*Exercise brief*
Reproduce the listing below line for line, without any change, and leave out the picture.

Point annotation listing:
=====

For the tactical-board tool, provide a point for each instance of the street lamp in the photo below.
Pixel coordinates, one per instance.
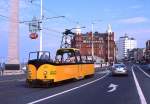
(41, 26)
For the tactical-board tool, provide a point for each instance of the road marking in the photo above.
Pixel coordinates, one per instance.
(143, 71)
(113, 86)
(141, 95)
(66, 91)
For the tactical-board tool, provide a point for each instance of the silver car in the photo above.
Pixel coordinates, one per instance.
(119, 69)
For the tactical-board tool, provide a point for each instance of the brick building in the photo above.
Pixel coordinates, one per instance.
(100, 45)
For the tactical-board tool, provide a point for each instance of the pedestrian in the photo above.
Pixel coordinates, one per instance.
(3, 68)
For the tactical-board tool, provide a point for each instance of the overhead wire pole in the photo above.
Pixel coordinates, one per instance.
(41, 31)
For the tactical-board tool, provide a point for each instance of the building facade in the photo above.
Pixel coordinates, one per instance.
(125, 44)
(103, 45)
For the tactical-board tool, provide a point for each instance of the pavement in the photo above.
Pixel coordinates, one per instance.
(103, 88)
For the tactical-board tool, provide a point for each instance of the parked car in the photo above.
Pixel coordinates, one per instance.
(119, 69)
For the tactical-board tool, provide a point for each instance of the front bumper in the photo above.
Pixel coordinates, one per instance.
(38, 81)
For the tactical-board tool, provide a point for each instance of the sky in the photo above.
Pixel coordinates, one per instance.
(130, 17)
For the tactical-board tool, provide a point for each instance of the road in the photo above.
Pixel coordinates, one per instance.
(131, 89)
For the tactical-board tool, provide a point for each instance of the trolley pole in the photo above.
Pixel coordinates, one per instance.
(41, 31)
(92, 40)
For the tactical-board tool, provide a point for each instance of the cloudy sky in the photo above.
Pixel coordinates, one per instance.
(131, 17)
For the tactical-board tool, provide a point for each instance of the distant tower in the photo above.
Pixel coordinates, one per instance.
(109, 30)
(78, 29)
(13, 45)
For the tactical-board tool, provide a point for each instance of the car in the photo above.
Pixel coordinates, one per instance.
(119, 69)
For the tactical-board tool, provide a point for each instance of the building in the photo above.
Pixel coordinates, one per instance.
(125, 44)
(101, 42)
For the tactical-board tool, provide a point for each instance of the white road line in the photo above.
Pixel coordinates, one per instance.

=====

*Task solution*
For the tactical-board tool, provide a point for each instance of the street lamp in the photo below.
Pixel coordinates, one per instance.
(41, 26)
For the tactical-board tool, provide a point for each instance of the road marking in the photo above.
Pixel coordinates, one per instance.
(143, 71)
(113, 86)
(141, 95)
(66, 91)
For the tactical-board tool, provide a point for each instance of the silver car in the photo above.
Pixel coordinates, one per instance.
(119, 69)
For the tactical-board tool, provide a point for each instance of the brick building in the photo above.
Pixel coordinates, one per instance.
(100, 45)
For the tactical-board tool, provide a point for each instance of the pedestrian in the photo above.
Pixel coordinates, one per instance.
(3, 68)
For the tactical-board tool, provide a point for each instance of the overhead wire pole in the photo above.
Pixel coordinates, one per instance.
(41, 31)
For the tactical-board tool, provide a point for each instance of the building facade in the photo above.
Pixel coordinates, one per instance.
(125, 44)
(103, 45)
For the tactical-board tool, provide a point for each instance of the pavement in the photo above.
Pixel coordinates, one per instance.
(103, 88)
For the tactical-board tool, provide a point for each instance of the parked car in the photo above.
Pixel coordinates, one per instance.
(119, 69)
For the tactical-board tool, provide a point for each instance of the front bumper in the photo above.
Pixel coordinates, one per instance.
(38, 81)
For the tactical-board tool, provide a point for each instance of the sky in the photo above.
Pixel coordinates, one per instance.
(130, 17)
For the tactical-board tool, provide a point for each instance of the road in the photo above.
Pixel coordinates, one per instance.
(131, 89)
For the tactical-board tool, provide a point for each instance of the trolley pole in the photo above.
Pixel coordinates, one per instance.
(41, 31)
(92, 40)
For the tactical-board tool, provide a point for each instance of the cloudy sky in the photo above.
Pixel coordinates, one per instance.
(131, 17)
For the tactical-board tool, provide a point for each instance of the distant tower in the photo above.
Pixel coordinates, one per instance.
(109, 30)
(78, 29)
(13, 45)
For the tactical-board tool, provide a point for each instance of the car in the photo above.
Pixel coordinates, one per instance.
(119, 69)
For the tactical-board tool, provide a point for each instance of the building in the photo above.
Pixel coordinates, one per instance.
(125, 44)
(101, 42)
For the tactical-board tool, provide a point for each instance of the white road line in the photo above.
Pixel coordinates, one per instance.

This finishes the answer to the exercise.